Starting at the first line and ending at the last, reproduce the records below exactly.

(Source information Opens)

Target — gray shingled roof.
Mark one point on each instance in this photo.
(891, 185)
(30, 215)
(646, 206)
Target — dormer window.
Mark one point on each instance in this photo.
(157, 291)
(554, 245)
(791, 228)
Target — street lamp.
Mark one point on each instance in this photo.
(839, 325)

(Source information Closes)

Exercise output:
Target — gray shingled roof.
Mark one point on each instance in this photo.
(891, 185)
(30, 215)
(646, 206)
Target — dormer window.
Mark one point on each instance in this photo.
(157, 291)
(554, 245)
(791, 228)
Target — street lamp.
Mark one point on each instance in this photo.
(839, 325)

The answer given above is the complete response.